What you will do
Rewrite the entries from the line containing "locate white metal" through the end of the entries, inclusive, with every instance of "vegetation" replaced by "greenery" and nothing else altered. Leave out the pictures.

Entries provided
START

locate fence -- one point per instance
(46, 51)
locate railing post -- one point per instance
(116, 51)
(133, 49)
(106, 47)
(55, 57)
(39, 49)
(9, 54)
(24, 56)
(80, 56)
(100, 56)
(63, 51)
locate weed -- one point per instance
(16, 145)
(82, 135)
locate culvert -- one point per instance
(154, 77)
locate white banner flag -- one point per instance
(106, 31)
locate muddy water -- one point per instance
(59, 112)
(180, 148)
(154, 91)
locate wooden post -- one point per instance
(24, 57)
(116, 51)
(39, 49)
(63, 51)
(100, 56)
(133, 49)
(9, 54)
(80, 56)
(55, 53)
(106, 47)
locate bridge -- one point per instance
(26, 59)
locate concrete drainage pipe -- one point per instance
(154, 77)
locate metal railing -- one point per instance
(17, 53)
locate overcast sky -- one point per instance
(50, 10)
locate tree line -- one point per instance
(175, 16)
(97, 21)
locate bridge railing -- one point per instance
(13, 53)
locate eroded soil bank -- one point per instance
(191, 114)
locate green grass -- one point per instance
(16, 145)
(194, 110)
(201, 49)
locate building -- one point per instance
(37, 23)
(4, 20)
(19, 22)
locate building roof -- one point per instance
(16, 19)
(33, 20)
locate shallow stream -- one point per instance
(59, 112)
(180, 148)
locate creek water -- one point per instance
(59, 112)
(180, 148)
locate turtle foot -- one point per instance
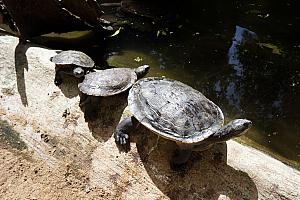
(122, 140)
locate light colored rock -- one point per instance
(67, 157)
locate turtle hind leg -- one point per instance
(58, 78)
(180, 158)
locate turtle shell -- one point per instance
(174, 110)
(108, 82)
(73, 58)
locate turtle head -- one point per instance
(142, 71)
(78, 72)
(233, 129)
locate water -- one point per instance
(243, 55)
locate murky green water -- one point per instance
(243, 55)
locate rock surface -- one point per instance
(49, 151)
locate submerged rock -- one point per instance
(66, 157)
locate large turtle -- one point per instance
(177, 112)
(75, 63)
(102, 83)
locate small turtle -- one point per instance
(102, 83)
(73, 63)
(177, 112)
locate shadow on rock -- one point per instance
(207, 175)
(104, 114)
(21, 63)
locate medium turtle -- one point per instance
(177, 112)
(71, 62)
(102, 83)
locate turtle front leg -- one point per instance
(123, 130)
(58, 77)
(85, 99)
(181, 157)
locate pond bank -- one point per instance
(63, 156)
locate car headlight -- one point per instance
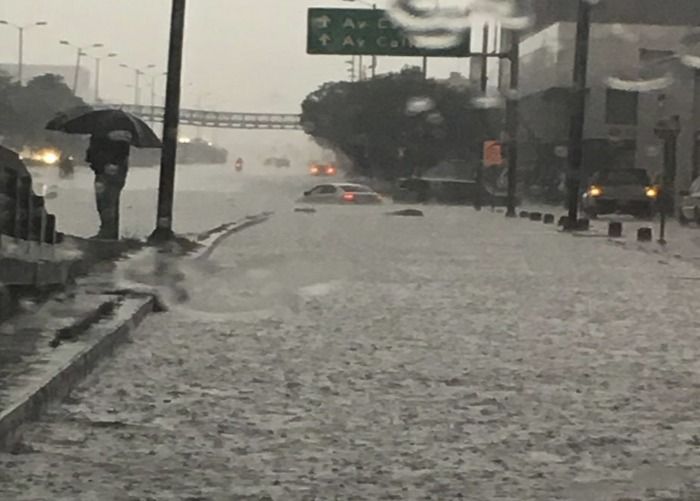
(49, 157)
(595, 191)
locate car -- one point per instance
(277, 162)
(341, 193)
(690, 204)
(323, 170)
(624, 191)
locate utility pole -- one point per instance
(20, 58)
(20, 55)
(483, 85)
(81, 53)
(668, 131)
(512, 121)
(98, 63)
(166, 187)
(578, 110)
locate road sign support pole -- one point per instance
(512, 122)
(478, 199)
(578, 114)
(166, 188)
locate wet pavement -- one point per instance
(346, 354)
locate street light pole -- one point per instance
(98, 62)
(137, 80)
(81, 53)
(20, 50)
(166, 186)
(578, 112)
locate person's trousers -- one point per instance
(107, 194)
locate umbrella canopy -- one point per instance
(102, 122)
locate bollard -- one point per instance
(36, 218)
(583, 224)
(644, 234)
(23, 201)
(615, 229)
(50, 234)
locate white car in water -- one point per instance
(341, 193)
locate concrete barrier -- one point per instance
(615, 229)
(644, 234)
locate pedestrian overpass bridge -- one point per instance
(219, 119)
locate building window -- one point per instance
(621, 107)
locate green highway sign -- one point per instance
(366, 32)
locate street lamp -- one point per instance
(81, 53)
(137, 75)
(21, 29)
(98, 61)
(374, 58)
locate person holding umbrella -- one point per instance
(108, 157)
(113, 132)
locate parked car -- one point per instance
(624, 191)
(690, 204)
(323, 170)
(341, 193)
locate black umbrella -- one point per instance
(102, 122)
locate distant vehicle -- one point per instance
(690, 204)
(277, 162)
(625, 191)
(44, 157)
(341, 193)
(66, 167)
(323, 170)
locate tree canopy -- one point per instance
(25, 110)
(397, 124)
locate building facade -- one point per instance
(635, 78)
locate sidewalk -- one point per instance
(53, 345)
(348, 354)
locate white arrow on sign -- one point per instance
(323, 21)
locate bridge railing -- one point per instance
(218, 119)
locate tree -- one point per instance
(398, 124)
(25, 110)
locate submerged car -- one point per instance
(690, 204)
(341, 193)
(322, 170)
(620, 191)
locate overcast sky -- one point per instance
(240, 55)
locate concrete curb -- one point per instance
(55, 383)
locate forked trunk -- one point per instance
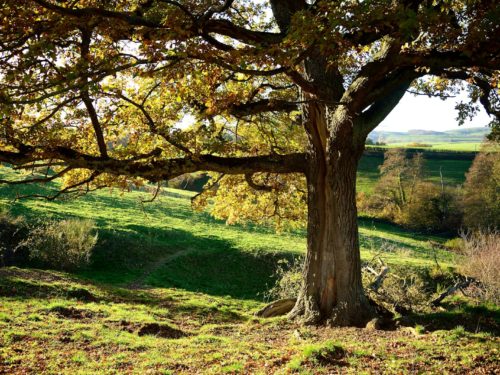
(332, 291)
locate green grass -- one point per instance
(438, 146)
(198, 276)
(453, 171)
(212, 257)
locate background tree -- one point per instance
(482, 190)
(96, 89)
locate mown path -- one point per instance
(140, 282)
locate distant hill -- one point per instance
(431, 136)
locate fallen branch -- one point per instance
(377, 283)
(451, 290)
(277, 308)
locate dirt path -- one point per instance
(139, 283)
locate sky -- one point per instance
(422, 112)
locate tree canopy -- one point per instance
(103, 85)
(102, 93)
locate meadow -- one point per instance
(174, 291)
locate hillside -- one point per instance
(173, 291)
(468, 135)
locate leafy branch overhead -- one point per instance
(131, 71)
(283, 92)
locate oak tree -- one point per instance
(95, 90)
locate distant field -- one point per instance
(134, 236)
(440, 146)
(173, 291)
(453, 171)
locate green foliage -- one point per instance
(481, 261)
(288, 276)
(481, 190)
(328, 352)
(12, 231)
(403, 196)
(64, 245)
(432, 209)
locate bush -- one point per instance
(65, 245)
(12, 232)
(431, 209)
(481, 190)
(288, 277)
(482, 262)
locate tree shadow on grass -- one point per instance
(473, 319)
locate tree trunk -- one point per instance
(332, 291)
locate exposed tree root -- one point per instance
(277, 308)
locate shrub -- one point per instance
(65, 245)
(288, 277)
(12, 232)
(481, 192)
(482, 261)
(431, 208)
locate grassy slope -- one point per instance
(205, 278)
(453, 171)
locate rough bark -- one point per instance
(332, 291)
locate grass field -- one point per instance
(172, 291)
(439, 146)
(453, 171)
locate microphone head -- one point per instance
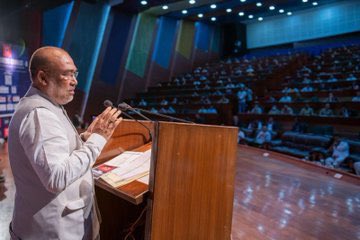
(108, 103)
(124, 106)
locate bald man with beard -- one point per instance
(50, 161)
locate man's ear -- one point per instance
(42, 78)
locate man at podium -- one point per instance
(50, 162)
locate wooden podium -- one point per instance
(191, 188)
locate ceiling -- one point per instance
(226, 11)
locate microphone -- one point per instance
(125, 107)
(108, 103)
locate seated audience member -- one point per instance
(271, 126)
(256, 109)
(164, 102)
(331, 98)
(340, 151)
(274, 110)
(212, 110)
(332, 78)
(307, 88)
(344, 112)
(357, 97)
(286, 110)
(263, 137)
(223, 100)
(357, 168)
(326, 111)
(307, 111)
(351, 77)
(142, 103)
(285, 99)
(299, 127)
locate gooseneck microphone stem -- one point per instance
(124, 107)
(108, 103)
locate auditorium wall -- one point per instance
(322, 21)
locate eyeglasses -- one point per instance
(69, 75)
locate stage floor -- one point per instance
(276, 197)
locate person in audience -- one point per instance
(340, 151)
(287, 110)
(331, 98)
(285, 99)
(332, 78)
(256, 109)
(164, 102)
(298, 126)
(212, 110)
(142, 103)
(307, 88)
(263, 137)
(274, 110)
(223, 100)
(357, 168)
(241, 95)
(307, 110)
(357, 97)
(326, 111)
(351, 77)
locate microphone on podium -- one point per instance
(108, 103)
(125, 107)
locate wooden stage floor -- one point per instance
(276, 197)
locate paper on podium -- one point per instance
(125, 168)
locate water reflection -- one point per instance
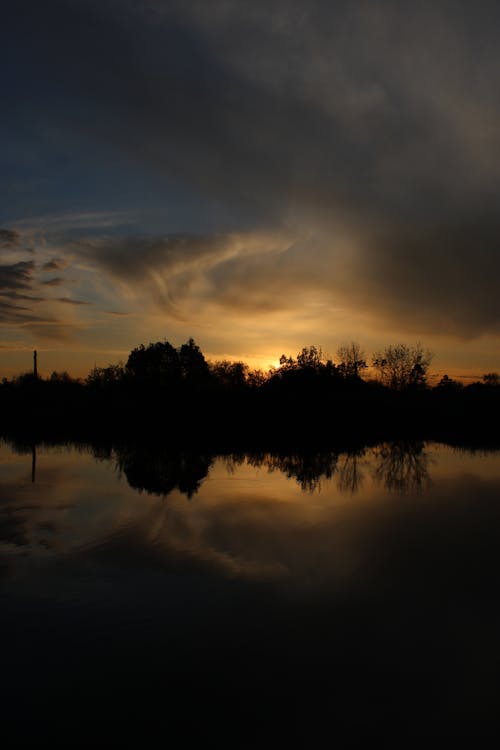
(158, 471)
(401, 467)
(378, 567)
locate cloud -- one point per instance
(54, 281)
(69, 301)
(364, 135)
(16, 276)
(56, 264)
(9, 238)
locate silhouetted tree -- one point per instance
(159, 360)
(351, 360)
(448, 384)
(401, 367)
(311, 357)
(106, 376)
(491, 379)
(194, 367)
(229, 374)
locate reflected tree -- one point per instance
(159, 472)
(402, 467)
(350, 471)
(308, 469)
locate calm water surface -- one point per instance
(246, 600)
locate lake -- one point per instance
(248, 600)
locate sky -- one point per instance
(260, 176)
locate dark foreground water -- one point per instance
(248, 601)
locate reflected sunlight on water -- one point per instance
(271, 572)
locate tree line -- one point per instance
(398, 367)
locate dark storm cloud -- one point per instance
(56, 264)
(18, 285)
(68, 301)
(55, 281)
(9, 238)
(384, 114)
(16, 276)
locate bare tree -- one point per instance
(351, 359)
(400, 366)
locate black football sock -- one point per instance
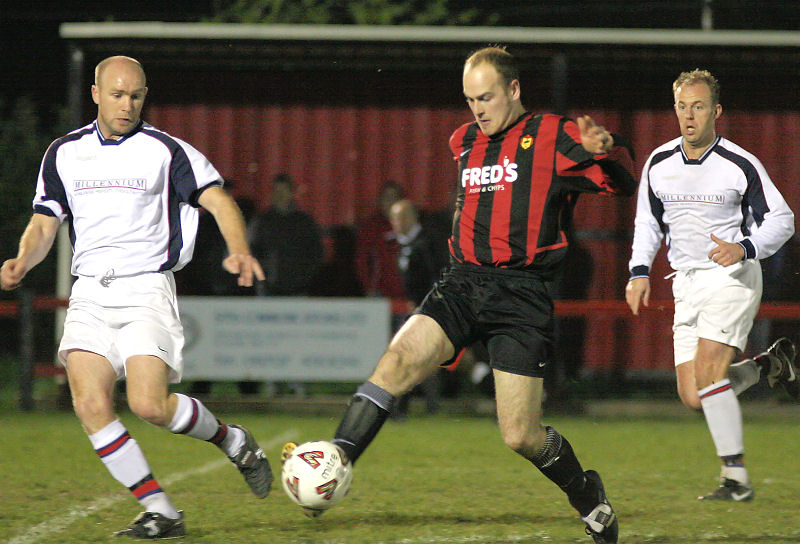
(557, 461)
(364, 417)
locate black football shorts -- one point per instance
(509, 311)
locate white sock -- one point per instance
(193, 419)
(125, 460)
(743, 375)
(724, 417)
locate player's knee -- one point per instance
(398, 372)
(90, 408)
(692, 402)
(521, 441)
(149, 410)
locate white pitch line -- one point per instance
(57, 524)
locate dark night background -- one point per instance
(33, 58)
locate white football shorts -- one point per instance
(118, 317)
(717, 303)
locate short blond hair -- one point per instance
(497, 56)
(698, 76)
(101, 66)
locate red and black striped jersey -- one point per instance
(517, 190)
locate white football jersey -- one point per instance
(726, 192)
(131, 203)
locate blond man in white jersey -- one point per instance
(130, 194)
(720, 213)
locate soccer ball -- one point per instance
(315, 476)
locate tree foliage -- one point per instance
(360, 12)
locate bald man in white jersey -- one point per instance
(720, 214)
(130, 194)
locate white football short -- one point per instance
(718, 304)
(118, 317)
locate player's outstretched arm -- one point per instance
(637, 292)
(34, 245)
(231, 224)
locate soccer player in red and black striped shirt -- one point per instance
(519, 175)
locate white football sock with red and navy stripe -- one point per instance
(193, 419)
(724, 419)
(124, 459)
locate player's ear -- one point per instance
(514, 89)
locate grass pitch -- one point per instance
(428, 480)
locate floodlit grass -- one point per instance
(428, 480)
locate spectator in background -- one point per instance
(204, 276)
(287, 242)
(376, 248)
(417, 262)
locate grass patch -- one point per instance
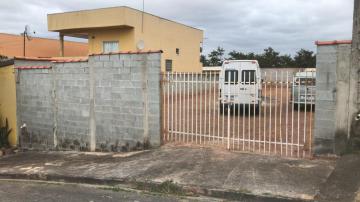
(167, 187)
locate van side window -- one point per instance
(248, 77)
(231, 76)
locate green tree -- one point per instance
(216, 57)
(204, 60)
(235, 55)
(305, 59)
(270, 58)
(286, 61)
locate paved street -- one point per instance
(13, 191)
(206, 171)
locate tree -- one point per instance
(270, 58)
(305, 59)
(286, 61)
(235, 55)
(204, 60)
(216, 57)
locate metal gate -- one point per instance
(193, 113)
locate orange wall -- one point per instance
(12, 45)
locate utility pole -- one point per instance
(142, 18)
(354, 101)
(24, 51)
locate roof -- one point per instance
(55, 59)
(12, 45)
(306, 74)
(128, 52)
(112, 8)
(335, 42)
(6, 62)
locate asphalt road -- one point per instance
(13, 191)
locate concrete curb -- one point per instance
(189, 190)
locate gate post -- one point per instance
(332, 97)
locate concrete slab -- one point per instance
(204, 168)
(344, 182)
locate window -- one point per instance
(248, 77)
(110, 46)
(305, 81)
(231, 76)
(168, 65)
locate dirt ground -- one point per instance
(278, 128)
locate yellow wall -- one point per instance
(125, 24)
(8, 99)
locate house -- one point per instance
(126, 29)
(13, 45)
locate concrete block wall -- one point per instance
(110, 103)
(332, 94)
(34, 89)
(71, 105)
(127, 100)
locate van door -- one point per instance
(229, 91)
(248, 87)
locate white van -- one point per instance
(304, 89)
(240, 84)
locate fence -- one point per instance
(192, 113)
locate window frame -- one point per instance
(112, 51)
(166, 65)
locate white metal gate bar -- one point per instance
(194, 112)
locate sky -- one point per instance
(242, 25)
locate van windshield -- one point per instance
(248, 77)
(231, 76)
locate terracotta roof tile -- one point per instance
(336, 42)
(33, 67)
(128, 52)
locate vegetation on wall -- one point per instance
(4, 133)
(269, 58)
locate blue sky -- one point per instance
(243, 25)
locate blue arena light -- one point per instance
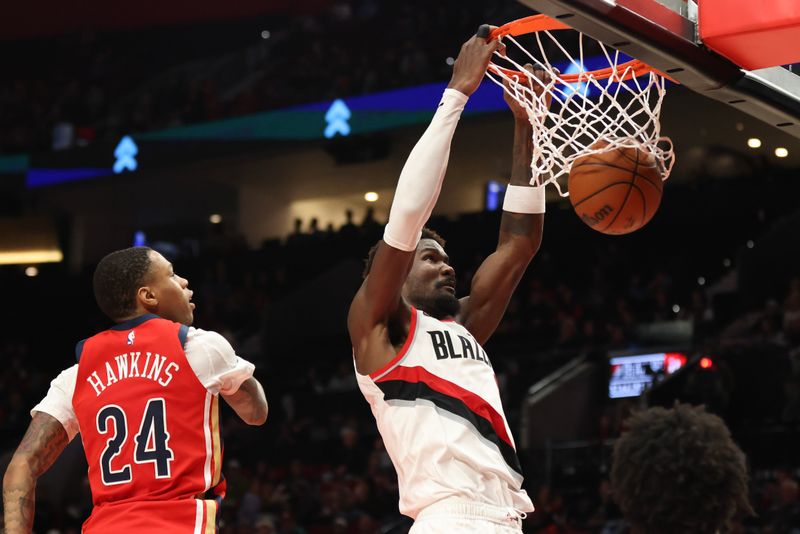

END

Result of this exercise
locate white metal gate bar -- one point per instance
(194, 112)
locate sky -- one point per instance
(242, 25)
locate van windshield -- one point per instance
(248, 77)
(231, 76)
locate terracotta roof tile -- one point per instance
(336, 42)
(33, 67)
(128, 52)
locate greenery on wall -- one point per instance
(4, 133)
(269, 58)
locate blue sky -- one point per instance
(243, 25)
locate blue arena light -- one point per instance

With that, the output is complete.